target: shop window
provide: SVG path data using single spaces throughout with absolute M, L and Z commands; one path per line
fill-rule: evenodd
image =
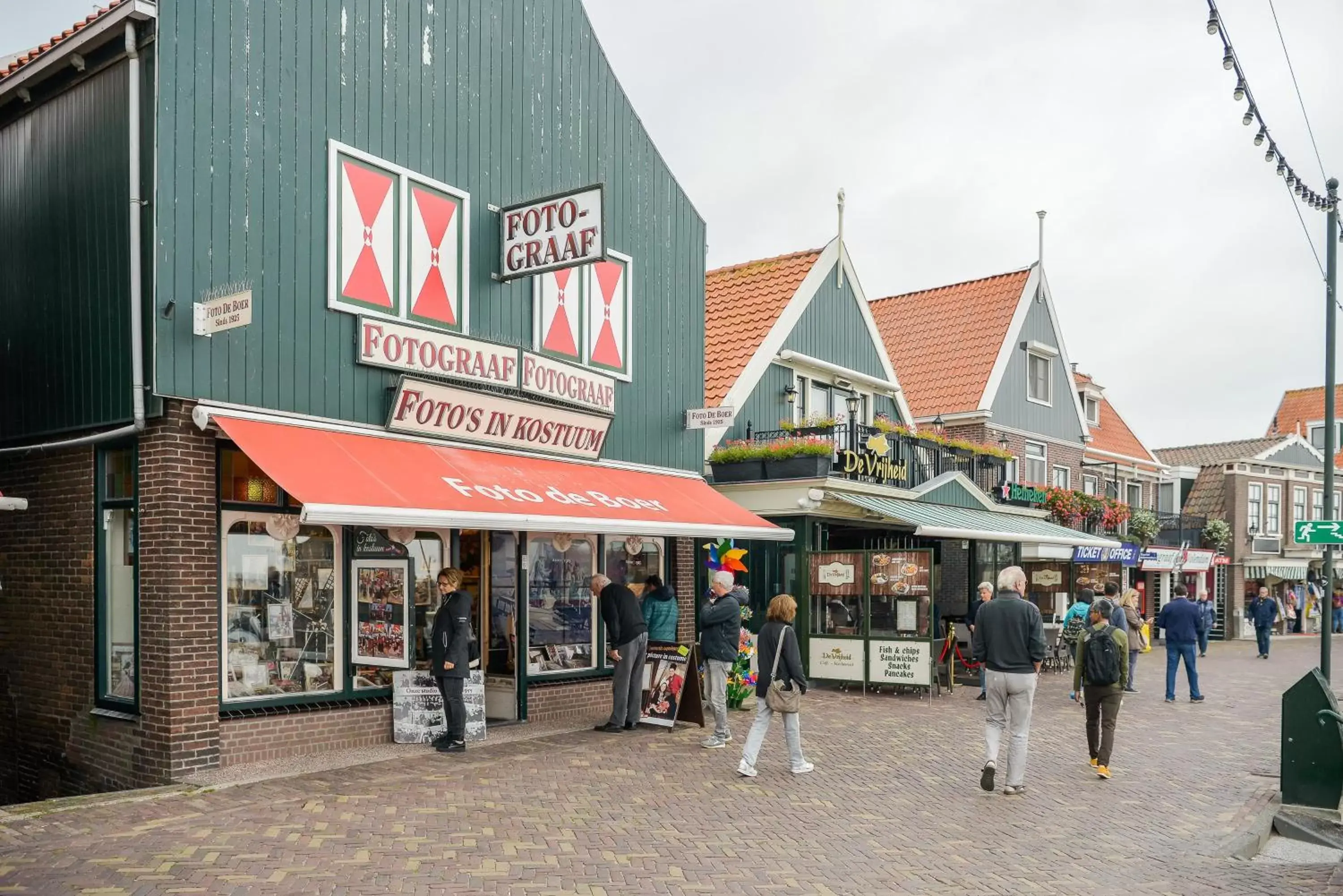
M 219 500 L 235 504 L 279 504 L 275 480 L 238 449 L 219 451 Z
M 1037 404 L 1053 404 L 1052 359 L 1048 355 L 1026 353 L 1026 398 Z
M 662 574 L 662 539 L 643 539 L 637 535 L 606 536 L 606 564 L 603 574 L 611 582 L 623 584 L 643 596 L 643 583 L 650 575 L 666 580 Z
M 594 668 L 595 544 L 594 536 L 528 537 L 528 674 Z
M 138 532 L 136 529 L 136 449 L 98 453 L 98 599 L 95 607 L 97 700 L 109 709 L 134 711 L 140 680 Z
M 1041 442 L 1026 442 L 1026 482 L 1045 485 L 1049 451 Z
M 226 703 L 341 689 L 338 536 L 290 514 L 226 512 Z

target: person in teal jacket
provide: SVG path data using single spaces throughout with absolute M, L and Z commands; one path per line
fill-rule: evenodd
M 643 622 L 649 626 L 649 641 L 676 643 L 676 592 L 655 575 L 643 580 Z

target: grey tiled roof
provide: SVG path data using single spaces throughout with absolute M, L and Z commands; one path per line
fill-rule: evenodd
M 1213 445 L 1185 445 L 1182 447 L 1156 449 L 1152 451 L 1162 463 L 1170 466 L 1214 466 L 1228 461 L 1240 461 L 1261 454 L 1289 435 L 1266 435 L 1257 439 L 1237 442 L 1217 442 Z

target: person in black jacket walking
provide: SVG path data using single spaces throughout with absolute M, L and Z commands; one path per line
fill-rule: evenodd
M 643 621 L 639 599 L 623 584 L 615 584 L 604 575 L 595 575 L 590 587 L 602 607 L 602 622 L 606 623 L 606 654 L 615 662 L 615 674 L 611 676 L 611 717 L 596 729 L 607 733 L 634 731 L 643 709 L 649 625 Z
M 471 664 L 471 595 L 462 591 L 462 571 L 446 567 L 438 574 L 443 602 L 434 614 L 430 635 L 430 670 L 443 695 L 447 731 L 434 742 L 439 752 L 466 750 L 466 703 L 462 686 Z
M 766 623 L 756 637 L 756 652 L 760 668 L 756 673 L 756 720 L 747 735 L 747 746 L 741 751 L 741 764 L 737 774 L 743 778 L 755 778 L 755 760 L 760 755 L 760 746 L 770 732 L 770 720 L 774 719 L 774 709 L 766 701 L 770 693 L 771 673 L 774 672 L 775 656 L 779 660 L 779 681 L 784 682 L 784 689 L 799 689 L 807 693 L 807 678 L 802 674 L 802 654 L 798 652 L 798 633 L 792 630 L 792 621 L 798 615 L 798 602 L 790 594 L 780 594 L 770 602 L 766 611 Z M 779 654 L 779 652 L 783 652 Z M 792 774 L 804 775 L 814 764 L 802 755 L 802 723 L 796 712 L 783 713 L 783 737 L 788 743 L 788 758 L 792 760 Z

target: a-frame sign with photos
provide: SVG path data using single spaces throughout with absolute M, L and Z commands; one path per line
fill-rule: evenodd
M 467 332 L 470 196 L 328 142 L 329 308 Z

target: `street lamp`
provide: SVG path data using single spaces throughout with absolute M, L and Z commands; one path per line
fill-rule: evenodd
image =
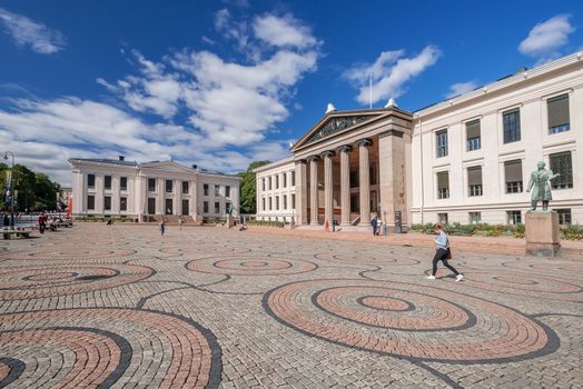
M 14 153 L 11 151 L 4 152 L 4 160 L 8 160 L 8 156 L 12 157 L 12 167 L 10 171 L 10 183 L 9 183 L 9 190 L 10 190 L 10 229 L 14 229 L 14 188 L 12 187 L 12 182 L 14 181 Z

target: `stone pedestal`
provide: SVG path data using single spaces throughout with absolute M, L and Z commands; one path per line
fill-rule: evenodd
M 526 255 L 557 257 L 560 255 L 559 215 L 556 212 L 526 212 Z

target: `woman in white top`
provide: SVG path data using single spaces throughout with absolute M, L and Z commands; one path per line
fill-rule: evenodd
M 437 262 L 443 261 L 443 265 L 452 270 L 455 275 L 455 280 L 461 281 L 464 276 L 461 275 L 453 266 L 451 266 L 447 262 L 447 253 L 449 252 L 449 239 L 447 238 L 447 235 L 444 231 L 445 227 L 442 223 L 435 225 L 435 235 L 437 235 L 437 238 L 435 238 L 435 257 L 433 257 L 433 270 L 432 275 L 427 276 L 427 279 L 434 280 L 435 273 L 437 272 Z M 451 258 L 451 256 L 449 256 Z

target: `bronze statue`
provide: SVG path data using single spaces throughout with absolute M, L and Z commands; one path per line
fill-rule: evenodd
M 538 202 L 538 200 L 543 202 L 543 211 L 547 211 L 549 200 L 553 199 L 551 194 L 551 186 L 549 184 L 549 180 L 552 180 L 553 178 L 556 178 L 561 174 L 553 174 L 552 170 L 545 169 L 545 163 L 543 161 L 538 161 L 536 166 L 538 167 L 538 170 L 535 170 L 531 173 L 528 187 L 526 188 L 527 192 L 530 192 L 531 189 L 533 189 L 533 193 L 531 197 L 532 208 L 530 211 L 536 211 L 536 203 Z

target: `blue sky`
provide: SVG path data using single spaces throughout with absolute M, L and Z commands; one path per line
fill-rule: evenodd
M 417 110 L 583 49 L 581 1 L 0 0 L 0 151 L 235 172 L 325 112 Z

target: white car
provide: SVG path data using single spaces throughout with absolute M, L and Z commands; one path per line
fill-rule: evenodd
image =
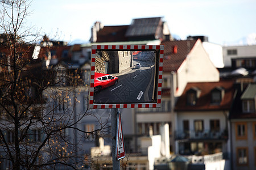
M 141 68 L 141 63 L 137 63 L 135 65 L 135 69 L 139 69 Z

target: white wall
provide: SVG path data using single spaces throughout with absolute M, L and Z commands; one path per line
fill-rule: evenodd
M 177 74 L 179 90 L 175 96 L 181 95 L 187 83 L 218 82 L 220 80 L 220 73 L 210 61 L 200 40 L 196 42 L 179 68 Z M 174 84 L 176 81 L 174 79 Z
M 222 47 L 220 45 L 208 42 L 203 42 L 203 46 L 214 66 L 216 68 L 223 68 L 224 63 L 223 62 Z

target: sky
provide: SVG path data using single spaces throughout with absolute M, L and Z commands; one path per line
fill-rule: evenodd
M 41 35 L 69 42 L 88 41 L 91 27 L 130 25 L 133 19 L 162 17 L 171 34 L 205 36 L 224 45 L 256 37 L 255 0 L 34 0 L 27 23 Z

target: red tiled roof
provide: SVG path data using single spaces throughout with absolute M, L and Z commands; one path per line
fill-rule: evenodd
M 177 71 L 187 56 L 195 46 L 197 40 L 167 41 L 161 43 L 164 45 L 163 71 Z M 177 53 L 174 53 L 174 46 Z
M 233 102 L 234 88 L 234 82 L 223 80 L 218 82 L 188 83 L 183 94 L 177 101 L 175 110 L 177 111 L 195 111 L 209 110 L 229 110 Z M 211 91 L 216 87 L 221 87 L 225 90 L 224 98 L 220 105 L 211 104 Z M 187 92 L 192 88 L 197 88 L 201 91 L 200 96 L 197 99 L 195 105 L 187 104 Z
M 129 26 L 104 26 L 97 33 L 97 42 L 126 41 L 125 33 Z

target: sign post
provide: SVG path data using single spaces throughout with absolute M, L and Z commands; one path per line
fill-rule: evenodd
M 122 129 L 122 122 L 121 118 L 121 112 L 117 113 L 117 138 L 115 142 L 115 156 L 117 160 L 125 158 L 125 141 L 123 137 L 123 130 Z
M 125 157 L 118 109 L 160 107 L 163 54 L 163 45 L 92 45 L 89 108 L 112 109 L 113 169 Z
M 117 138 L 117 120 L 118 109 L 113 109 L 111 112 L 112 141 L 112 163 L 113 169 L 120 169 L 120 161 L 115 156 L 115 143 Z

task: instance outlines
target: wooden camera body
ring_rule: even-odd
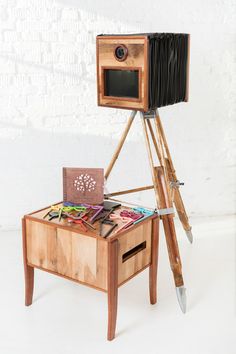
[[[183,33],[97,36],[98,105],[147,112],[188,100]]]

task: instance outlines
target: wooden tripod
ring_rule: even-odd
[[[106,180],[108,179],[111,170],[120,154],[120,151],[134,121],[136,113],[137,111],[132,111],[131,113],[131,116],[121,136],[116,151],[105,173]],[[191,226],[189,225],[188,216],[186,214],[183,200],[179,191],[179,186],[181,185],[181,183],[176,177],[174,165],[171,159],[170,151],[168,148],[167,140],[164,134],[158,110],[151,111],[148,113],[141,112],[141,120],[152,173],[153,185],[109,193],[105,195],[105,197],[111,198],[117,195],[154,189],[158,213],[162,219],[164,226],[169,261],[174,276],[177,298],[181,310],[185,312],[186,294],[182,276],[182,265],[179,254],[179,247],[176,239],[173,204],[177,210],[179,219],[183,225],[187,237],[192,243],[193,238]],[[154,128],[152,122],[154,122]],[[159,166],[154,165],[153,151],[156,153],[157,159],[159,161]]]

____

_THE REQUEST:_ Convert the section above that opens with the line containing "target: grey tiled roof" and closes with the line containing "M 1213 445 L" (both lines included) into a JSON list of strings, one string per line, leaving out any blank lines.

_RESULT OF THE TASK:_
[
  "target: grey tiled roof",
  "provide: SVG path data using single spaces throughout with absolute M, L and Z commands; one path per line",
  "fill-rule: evenodd",
  "M 1213 445 L 1185 445 L 1182 447 L 1156 449 L 1152 451 L 1162 463 L 1170 466 L 1214 466 L 1228 461 L 1240 461 L 1261 454 L 1289 435 L 1266 435 L 1257 439 L 1237 442 L 1217 442 Z"
]